* [What you are asked to do]: List every line in the records below that contains the word "black", matching case exactly.

Records:
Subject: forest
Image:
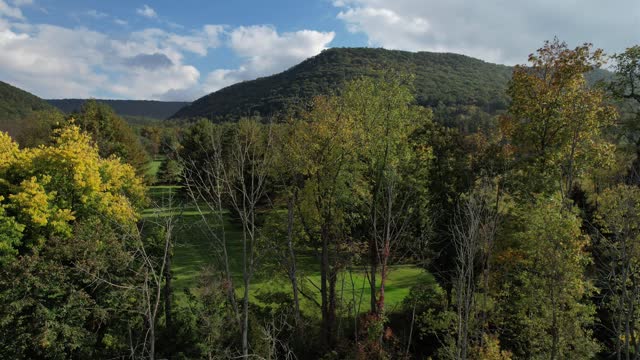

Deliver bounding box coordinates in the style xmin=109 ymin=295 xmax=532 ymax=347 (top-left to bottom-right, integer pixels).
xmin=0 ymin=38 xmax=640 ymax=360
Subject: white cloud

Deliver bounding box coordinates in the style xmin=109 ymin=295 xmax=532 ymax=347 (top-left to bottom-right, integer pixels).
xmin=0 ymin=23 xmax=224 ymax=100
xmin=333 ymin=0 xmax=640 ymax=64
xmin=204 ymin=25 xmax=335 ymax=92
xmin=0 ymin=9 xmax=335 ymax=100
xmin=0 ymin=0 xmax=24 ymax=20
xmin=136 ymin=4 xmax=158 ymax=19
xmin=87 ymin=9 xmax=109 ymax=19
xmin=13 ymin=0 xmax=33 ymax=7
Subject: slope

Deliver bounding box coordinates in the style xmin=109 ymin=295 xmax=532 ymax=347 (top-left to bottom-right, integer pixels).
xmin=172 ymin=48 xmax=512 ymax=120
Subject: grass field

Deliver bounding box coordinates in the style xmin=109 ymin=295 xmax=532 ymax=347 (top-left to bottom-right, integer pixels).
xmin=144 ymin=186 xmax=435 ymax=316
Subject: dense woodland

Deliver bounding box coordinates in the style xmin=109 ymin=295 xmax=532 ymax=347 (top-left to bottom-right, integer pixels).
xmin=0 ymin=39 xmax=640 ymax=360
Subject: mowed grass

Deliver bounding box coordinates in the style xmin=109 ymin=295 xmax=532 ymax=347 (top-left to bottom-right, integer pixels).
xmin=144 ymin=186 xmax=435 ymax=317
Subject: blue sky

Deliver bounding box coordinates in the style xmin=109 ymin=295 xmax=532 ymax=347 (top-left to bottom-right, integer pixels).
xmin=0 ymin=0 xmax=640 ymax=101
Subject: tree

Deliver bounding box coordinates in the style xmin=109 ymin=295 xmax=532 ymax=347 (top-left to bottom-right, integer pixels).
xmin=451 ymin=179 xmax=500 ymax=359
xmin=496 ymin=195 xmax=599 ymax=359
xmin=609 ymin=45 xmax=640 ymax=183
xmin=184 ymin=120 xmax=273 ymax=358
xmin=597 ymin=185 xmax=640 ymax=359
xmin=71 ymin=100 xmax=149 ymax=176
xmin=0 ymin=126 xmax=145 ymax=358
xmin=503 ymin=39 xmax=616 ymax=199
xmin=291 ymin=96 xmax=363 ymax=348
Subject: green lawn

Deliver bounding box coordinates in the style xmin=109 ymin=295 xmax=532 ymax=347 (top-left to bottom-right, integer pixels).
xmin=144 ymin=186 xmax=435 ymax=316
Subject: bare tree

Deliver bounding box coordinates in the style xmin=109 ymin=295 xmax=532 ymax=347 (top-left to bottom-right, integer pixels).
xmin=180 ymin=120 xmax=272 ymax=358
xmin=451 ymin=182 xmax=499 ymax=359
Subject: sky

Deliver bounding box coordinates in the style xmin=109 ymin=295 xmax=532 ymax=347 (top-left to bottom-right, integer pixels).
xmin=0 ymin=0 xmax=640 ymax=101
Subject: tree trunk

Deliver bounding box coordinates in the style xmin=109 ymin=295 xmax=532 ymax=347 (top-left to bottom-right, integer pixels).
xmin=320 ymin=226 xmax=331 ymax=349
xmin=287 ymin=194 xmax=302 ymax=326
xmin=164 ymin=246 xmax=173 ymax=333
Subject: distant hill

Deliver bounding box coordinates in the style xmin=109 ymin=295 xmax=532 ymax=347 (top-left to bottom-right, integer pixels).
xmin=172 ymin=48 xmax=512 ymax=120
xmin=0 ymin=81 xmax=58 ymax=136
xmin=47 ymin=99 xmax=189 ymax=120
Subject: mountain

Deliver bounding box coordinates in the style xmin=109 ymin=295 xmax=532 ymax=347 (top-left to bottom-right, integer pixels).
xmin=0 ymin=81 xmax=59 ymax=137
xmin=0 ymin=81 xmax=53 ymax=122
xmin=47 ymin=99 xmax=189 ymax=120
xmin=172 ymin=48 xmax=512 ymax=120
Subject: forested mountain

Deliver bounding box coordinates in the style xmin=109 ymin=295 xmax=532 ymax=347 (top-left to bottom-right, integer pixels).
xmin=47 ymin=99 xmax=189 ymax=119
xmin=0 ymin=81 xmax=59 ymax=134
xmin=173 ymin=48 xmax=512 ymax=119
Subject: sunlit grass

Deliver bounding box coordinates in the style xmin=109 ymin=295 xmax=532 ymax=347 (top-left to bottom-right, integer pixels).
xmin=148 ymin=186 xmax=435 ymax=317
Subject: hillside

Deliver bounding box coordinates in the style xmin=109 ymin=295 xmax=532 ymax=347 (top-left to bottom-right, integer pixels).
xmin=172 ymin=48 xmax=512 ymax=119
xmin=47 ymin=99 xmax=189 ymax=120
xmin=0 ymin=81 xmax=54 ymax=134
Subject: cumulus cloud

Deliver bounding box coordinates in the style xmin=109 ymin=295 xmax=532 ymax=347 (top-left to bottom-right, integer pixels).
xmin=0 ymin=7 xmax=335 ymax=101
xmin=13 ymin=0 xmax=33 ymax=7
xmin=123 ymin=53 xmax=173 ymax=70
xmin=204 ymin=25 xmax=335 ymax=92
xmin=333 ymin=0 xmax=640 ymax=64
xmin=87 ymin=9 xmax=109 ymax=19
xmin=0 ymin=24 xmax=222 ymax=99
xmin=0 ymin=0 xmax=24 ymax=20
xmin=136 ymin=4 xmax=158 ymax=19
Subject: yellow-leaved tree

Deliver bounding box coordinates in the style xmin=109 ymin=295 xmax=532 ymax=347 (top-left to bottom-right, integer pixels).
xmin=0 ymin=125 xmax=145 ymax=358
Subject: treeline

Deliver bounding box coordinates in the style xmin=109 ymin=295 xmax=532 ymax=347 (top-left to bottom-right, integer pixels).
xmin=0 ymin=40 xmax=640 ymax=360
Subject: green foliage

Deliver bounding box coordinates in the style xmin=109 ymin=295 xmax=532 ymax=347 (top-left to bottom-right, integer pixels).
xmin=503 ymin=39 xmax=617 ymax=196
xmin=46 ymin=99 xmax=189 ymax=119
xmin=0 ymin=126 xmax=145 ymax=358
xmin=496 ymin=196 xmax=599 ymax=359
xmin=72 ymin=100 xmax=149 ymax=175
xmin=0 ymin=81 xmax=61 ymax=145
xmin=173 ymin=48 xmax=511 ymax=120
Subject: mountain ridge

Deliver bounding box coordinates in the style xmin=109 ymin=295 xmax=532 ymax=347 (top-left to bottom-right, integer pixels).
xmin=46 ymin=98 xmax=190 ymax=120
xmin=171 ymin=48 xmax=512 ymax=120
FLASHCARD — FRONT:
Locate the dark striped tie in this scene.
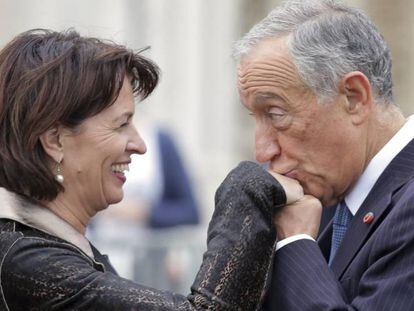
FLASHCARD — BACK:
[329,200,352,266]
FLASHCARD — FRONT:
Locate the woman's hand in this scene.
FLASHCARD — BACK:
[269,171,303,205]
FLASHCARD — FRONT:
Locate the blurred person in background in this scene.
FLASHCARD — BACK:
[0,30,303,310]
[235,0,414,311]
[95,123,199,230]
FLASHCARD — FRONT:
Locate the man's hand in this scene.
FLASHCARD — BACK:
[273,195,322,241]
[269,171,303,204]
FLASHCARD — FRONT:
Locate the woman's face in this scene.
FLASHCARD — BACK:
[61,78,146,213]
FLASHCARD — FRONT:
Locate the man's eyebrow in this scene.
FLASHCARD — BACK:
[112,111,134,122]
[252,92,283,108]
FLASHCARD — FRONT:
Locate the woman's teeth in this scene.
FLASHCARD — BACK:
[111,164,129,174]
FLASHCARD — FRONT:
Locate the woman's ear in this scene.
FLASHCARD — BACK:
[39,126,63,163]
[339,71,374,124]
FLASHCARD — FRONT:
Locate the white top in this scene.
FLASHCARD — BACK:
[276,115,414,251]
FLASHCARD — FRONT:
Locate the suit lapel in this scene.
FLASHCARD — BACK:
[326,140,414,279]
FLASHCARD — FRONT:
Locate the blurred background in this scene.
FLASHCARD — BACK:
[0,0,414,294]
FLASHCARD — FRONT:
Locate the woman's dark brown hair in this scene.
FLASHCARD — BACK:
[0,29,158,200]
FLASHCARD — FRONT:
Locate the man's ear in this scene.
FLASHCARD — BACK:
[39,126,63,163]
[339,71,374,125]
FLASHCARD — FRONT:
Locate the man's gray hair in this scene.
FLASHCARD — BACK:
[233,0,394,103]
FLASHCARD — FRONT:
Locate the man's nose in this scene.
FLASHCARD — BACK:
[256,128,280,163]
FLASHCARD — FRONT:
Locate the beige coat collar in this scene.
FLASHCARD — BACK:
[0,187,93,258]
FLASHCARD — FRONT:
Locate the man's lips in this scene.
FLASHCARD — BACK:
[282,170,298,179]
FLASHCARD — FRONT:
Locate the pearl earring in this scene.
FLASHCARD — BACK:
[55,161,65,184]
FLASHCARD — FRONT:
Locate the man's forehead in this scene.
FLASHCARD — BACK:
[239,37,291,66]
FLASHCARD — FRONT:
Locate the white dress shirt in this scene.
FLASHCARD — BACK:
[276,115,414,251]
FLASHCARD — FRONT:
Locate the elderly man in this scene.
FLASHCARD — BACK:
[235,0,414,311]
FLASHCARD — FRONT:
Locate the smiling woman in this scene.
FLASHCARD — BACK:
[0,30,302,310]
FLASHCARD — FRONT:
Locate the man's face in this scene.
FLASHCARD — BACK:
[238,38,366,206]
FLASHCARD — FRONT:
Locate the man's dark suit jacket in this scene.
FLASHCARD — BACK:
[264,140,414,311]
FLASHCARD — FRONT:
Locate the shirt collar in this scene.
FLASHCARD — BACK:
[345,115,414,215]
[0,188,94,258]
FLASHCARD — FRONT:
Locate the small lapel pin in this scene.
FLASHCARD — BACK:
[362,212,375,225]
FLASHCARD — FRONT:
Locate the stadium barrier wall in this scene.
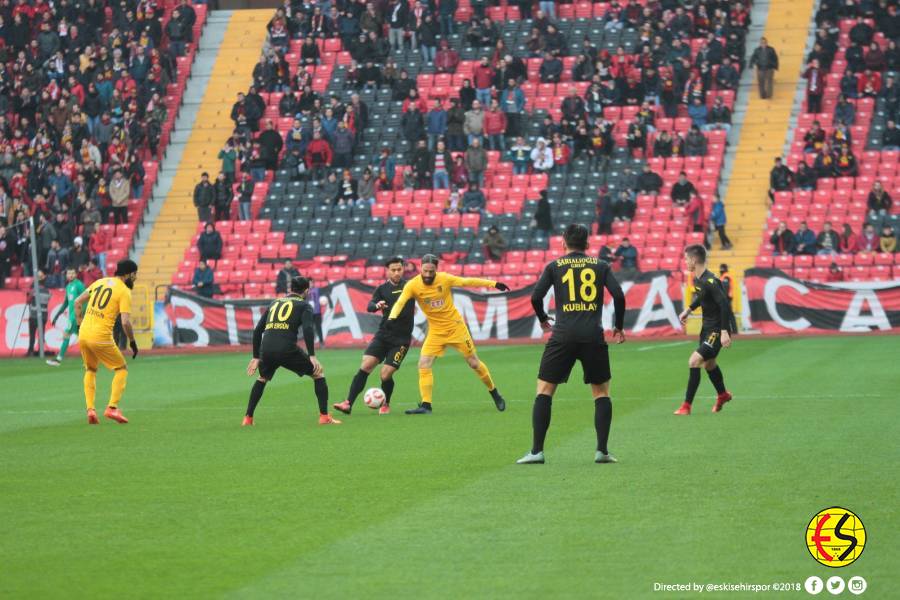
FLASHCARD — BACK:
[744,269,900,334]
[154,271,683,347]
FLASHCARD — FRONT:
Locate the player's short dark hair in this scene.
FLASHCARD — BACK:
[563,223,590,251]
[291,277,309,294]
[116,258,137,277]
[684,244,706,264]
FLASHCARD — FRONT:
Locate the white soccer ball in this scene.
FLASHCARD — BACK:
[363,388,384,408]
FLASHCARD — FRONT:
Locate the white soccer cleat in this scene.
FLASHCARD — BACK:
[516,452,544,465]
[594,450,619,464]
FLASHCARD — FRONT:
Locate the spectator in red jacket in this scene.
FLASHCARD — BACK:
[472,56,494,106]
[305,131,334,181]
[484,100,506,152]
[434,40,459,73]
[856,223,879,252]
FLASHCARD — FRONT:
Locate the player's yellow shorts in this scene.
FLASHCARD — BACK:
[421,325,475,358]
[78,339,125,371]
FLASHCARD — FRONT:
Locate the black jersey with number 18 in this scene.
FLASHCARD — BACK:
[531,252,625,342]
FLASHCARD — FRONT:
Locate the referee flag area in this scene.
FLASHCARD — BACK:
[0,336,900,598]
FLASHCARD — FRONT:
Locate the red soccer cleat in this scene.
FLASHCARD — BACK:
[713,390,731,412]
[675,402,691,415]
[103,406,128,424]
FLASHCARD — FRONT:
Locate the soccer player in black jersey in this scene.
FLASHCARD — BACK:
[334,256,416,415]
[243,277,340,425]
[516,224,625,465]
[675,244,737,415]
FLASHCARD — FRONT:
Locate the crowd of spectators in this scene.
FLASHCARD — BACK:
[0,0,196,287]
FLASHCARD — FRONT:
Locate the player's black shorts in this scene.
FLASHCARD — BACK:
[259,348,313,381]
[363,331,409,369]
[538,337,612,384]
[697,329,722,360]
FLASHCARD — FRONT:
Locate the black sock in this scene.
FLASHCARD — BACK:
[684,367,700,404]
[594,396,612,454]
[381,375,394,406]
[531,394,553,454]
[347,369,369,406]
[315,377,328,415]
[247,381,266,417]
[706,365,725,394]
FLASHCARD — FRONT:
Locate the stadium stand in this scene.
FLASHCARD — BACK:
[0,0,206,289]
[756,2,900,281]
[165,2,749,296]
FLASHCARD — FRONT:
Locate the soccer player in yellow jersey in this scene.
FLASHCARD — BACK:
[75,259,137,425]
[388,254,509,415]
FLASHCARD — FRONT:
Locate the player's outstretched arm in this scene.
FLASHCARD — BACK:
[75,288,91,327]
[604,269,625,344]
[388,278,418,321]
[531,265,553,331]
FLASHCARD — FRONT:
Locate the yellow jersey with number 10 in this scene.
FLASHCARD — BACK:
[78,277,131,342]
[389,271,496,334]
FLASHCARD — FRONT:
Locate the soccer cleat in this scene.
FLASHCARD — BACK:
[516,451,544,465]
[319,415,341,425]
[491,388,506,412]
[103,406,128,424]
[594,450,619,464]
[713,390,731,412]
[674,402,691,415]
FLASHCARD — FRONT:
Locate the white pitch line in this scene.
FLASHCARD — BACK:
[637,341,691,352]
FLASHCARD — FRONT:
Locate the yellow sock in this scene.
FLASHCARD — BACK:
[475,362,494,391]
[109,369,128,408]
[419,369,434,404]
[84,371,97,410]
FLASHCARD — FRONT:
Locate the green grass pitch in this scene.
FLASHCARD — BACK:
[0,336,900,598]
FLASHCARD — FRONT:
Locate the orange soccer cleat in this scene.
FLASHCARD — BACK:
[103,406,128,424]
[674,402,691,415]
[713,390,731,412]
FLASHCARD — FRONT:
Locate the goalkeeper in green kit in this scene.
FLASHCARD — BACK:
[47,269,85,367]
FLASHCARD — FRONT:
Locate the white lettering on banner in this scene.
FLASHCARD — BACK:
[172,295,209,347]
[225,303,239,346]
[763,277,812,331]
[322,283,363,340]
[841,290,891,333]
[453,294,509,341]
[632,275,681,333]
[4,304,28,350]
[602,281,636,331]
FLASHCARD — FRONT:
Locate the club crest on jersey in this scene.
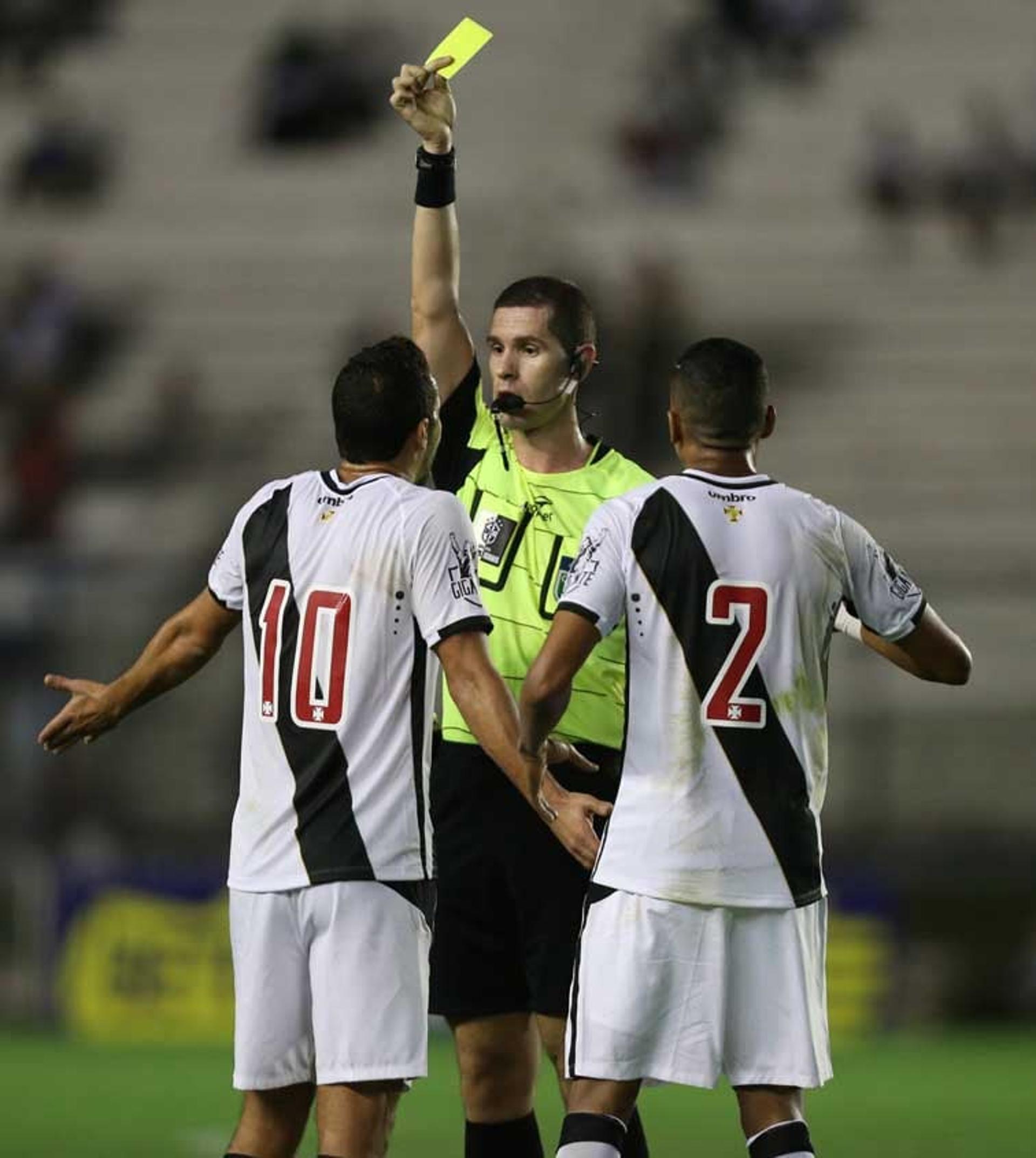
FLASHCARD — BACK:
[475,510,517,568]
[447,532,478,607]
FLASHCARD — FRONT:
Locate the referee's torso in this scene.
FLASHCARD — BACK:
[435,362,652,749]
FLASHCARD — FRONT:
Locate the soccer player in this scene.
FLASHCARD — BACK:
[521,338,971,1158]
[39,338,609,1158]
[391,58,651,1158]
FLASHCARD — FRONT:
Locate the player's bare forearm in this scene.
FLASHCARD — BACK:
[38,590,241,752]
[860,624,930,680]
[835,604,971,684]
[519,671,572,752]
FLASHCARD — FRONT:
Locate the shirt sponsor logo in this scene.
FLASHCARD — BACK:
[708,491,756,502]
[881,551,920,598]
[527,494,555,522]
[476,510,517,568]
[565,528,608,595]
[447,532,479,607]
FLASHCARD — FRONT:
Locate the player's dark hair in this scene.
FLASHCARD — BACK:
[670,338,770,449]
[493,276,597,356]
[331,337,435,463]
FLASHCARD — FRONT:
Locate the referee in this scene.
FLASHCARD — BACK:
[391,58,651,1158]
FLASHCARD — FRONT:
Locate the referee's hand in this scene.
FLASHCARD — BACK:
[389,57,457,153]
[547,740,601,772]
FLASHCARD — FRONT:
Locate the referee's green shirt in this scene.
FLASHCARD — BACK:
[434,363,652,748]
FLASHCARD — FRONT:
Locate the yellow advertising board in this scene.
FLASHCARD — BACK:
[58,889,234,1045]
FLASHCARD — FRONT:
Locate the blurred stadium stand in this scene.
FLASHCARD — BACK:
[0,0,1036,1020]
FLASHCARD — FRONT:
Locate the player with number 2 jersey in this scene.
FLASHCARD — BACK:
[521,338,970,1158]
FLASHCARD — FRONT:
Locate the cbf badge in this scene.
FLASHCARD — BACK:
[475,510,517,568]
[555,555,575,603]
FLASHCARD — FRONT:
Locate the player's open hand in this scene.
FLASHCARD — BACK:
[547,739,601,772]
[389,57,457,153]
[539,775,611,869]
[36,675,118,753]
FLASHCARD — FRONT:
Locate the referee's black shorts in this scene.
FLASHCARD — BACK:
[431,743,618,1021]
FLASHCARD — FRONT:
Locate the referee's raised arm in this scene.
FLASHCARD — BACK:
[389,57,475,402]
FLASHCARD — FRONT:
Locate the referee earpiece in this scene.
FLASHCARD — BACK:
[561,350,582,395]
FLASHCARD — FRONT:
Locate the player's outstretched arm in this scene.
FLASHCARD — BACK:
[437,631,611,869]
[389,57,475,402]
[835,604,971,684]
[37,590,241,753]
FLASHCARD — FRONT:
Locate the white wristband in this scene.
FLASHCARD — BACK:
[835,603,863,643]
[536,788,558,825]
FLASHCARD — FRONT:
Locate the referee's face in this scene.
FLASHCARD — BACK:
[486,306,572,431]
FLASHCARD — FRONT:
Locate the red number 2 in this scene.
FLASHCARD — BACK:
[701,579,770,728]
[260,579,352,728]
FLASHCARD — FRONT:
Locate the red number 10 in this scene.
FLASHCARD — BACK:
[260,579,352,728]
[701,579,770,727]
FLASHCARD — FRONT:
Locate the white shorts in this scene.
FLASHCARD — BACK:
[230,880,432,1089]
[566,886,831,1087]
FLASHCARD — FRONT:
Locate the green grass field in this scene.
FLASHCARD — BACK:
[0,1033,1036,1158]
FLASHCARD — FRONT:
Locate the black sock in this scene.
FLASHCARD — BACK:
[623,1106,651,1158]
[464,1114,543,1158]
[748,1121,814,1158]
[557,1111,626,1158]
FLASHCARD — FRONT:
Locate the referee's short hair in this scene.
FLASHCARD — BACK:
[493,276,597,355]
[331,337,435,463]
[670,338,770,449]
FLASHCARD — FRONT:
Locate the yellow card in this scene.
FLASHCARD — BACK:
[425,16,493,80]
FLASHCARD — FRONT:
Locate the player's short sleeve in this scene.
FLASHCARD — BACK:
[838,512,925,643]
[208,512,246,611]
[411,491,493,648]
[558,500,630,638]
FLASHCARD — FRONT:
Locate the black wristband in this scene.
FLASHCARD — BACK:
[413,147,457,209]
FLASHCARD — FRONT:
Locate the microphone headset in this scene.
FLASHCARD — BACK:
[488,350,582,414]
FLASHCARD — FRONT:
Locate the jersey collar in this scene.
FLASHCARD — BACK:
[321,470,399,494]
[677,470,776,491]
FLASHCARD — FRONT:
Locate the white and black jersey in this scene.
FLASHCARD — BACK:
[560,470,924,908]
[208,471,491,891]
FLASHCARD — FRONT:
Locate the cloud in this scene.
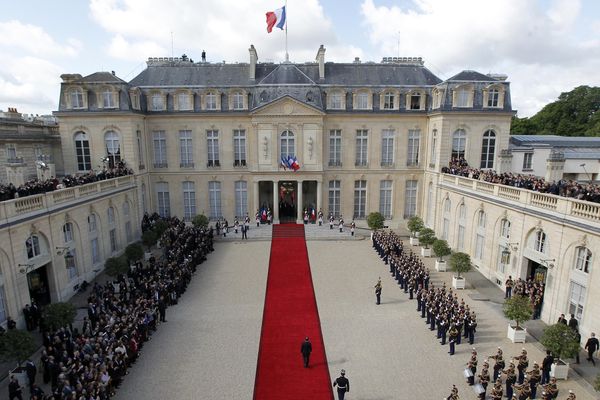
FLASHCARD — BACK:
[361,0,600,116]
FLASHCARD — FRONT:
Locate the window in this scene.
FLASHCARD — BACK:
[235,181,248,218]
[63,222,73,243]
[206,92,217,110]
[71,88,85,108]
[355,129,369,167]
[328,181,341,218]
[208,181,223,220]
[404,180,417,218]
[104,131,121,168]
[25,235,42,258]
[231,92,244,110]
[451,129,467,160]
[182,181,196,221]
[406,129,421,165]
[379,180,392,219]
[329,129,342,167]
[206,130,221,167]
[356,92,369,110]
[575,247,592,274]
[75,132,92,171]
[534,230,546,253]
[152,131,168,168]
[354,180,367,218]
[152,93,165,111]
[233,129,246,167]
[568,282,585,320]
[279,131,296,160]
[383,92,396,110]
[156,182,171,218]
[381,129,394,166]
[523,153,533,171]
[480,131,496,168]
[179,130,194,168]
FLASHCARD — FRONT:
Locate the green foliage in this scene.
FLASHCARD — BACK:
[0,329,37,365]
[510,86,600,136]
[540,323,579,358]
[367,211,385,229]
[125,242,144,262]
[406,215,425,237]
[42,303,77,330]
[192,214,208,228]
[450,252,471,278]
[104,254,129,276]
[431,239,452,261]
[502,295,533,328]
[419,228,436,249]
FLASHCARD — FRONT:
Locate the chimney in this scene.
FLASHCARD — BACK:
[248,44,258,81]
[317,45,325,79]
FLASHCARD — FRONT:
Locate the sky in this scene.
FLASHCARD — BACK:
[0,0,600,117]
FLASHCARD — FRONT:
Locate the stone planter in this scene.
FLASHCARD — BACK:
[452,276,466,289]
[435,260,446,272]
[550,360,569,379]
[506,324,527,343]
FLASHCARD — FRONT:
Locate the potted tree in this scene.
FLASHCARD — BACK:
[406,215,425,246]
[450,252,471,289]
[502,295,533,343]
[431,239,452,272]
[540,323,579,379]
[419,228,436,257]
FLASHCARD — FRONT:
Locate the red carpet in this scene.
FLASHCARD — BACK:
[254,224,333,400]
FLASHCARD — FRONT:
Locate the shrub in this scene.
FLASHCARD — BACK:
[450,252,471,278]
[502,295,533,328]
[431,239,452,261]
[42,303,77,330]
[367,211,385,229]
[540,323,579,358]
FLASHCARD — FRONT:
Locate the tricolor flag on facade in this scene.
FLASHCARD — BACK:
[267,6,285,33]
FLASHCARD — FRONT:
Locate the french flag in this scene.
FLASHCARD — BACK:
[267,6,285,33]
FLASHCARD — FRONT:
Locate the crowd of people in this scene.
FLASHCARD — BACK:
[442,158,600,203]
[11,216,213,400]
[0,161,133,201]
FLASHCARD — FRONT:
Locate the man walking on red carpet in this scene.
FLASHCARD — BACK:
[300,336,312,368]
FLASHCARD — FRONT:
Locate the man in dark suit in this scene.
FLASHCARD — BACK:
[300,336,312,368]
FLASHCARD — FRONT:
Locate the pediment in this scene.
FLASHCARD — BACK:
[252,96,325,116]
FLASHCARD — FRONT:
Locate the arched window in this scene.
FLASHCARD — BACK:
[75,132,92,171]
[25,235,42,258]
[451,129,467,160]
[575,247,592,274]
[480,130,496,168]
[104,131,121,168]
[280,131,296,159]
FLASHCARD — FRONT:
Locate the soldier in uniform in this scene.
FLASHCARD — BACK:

* [Result of the task]:
Locate the black jersey with number 18 in this scene.
Locate the soccer player in black jersey in this scene.
Locate the player's black shorts in this scene.
Locate the black sock in this scene.
Locate the referee's black shorts in this scene.
Locate the black sock in this scene.
Locate the black wristband in this scene.
Locate the white and black jersey in this scene.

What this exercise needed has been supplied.